[Dataset excerpt]
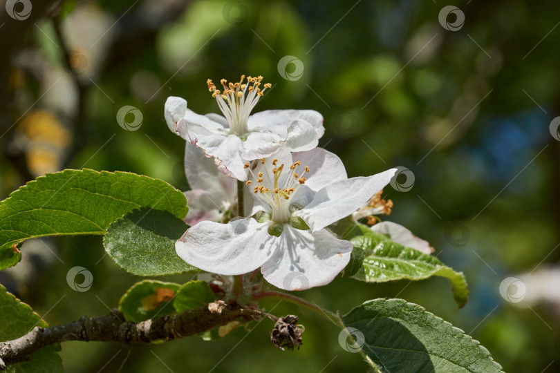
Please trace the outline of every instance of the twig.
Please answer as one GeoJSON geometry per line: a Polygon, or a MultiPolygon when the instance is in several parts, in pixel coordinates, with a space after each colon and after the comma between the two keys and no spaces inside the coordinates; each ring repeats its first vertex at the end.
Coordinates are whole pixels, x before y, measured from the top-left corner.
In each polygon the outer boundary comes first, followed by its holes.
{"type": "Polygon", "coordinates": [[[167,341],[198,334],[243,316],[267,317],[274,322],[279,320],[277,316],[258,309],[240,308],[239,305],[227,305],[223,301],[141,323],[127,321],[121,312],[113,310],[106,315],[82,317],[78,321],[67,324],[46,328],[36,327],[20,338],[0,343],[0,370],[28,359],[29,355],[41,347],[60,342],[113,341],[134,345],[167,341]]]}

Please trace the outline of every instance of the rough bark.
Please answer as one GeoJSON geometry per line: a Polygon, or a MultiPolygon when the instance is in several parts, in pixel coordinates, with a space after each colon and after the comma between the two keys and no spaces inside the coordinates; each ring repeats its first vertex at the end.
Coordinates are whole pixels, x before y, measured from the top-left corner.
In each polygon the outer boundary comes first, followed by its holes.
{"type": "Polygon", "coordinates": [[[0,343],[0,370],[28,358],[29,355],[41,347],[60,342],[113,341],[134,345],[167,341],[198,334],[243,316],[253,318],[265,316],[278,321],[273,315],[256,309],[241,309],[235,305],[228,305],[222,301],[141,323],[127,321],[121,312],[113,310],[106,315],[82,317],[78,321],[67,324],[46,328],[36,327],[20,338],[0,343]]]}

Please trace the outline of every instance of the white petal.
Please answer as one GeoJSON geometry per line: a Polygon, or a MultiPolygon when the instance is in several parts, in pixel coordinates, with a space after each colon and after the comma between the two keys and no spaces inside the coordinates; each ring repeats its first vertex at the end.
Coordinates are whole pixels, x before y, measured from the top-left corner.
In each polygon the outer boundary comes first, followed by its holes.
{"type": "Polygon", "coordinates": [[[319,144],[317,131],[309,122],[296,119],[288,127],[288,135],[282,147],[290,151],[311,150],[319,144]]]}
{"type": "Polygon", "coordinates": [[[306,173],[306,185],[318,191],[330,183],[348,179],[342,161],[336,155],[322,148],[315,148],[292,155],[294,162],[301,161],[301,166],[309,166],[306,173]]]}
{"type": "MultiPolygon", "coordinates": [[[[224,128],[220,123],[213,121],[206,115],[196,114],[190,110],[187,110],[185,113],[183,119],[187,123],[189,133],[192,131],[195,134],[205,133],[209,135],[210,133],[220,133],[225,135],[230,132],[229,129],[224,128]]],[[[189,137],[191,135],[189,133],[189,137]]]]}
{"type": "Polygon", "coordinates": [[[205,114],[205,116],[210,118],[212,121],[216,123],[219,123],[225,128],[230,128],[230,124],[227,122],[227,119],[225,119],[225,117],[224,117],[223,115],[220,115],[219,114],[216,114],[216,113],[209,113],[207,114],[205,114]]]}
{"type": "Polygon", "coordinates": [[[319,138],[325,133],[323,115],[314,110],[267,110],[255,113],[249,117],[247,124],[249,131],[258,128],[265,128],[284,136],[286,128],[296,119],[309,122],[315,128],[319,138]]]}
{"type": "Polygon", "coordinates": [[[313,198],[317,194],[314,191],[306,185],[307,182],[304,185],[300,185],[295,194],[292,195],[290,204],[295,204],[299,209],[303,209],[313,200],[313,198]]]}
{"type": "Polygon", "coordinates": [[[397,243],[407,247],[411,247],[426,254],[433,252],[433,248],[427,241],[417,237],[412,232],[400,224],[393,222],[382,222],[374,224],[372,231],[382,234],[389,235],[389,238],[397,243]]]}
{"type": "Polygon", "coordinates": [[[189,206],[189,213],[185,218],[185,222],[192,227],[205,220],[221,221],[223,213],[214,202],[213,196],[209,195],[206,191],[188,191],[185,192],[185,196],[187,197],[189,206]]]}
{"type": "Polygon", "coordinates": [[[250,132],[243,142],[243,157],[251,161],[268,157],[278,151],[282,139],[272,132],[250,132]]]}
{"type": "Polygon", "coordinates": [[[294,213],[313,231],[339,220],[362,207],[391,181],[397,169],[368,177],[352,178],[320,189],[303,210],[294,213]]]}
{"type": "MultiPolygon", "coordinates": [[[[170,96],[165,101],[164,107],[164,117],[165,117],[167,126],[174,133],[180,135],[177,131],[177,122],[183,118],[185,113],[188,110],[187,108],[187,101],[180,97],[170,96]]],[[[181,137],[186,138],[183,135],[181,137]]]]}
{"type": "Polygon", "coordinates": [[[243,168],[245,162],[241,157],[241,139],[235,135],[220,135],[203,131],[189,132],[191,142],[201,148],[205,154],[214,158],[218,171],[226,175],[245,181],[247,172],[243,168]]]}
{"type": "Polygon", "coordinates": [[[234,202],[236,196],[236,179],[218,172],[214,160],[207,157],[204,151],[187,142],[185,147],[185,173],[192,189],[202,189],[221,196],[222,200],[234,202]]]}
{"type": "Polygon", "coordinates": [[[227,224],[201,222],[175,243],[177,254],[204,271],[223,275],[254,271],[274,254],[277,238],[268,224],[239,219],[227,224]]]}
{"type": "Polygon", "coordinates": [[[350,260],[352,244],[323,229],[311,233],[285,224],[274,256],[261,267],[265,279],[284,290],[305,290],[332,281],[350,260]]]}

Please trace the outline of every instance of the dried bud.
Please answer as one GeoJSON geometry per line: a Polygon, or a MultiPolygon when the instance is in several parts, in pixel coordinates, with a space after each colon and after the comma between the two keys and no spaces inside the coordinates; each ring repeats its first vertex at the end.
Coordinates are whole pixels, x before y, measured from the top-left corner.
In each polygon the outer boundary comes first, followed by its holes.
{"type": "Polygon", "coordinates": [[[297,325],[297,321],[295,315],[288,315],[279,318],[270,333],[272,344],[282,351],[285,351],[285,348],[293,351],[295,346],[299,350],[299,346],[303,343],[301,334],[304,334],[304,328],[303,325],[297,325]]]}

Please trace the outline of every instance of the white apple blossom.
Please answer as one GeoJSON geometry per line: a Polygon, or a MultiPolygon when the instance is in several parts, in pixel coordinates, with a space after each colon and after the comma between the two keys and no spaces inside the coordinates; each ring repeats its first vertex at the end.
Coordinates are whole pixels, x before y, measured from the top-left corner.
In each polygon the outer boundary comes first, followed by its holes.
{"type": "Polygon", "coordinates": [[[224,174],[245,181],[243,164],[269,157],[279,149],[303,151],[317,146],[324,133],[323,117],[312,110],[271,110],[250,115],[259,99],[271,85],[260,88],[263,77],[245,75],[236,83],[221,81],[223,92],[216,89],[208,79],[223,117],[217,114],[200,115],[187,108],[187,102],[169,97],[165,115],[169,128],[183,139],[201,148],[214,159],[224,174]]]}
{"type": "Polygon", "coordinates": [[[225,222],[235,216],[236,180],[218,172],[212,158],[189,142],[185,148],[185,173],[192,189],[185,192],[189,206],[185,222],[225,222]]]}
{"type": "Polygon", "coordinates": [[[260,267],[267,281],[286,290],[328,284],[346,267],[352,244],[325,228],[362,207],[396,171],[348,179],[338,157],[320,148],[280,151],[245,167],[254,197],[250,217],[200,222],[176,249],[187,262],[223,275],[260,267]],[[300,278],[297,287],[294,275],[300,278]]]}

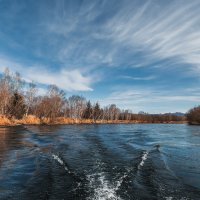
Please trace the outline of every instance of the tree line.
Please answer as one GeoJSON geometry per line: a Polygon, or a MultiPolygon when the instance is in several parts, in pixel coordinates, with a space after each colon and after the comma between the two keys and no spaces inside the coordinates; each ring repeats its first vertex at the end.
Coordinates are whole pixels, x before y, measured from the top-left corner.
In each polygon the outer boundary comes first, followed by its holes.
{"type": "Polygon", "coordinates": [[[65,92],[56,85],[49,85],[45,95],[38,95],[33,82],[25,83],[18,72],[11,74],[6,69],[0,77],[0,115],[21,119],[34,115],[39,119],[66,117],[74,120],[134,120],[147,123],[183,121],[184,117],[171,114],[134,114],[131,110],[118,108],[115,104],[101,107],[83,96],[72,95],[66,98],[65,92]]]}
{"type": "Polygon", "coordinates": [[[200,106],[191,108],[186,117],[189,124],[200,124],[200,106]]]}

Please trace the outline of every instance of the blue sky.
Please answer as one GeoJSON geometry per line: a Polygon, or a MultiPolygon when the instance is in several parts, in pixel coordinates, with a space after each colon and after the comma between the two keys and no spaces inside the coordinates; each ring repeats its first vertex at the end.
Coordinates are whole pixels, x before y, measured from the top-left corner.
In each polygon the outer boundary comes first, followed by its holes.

Set problem – Render everything from the line containing "Please trace the outline of every instance of the tree" down to the end of the records as a JSON list of strings, with one string per line and blank lines omitted.

Task output –
[
  "Please trace the outline of every instance of the tree line.",
  "Please answer as one GeoJSON geometry per line: a Polygon, or a MultiPolygon when the instance is in several parts, in pixel coordinates, with a space after each colon and after the comma between the two keys and no spaces inside the coordinates; each ring repeats its first vertex at the end.",
  "Coordinates are whole pixels, x before y, measured from the top-left corner.",
  "In each polygon the outer boundary comes first, followed by its holes.",
  "{\"type\": \"Polygon\", \"coordinates\": [[[65,92],[56,85],[49,85],[45,95],[38,95],[33,82],[25,83],[18,72],[11,74],[6,69],[0,77],[0,115],[21,119],[34,115],[39,119],[66,117],[74,120],[134,120],[147,123],[183,121],[184,117],[171,114],[134,114],[131,110],[118,108],[115,104],[101,107],[83,96],[72,95],[66,98],[65,92]]]}",
  "{\"type\": \"Polygon\", \"coordinates\": [[[200,106],[191,108],[186,117],[189,124],[200,124],[200,106]]]}",
  "Please trace the outline of every instance of the blue sky.",
  "Please answer as one GeoJSON geometry per line: a Polygon, or a MultiPolygon when the instance is in several parts, in pixel coordinates, with a space after each colon and after the comma between the two keys and no spaces inside the coordinates; each ring repeats its first vertex at the end.",
  "Coordinates are whole pixels, x before y, measured from the top-left corner.",
  "In each polygon the outer boundary comes first, followed by its holes."
]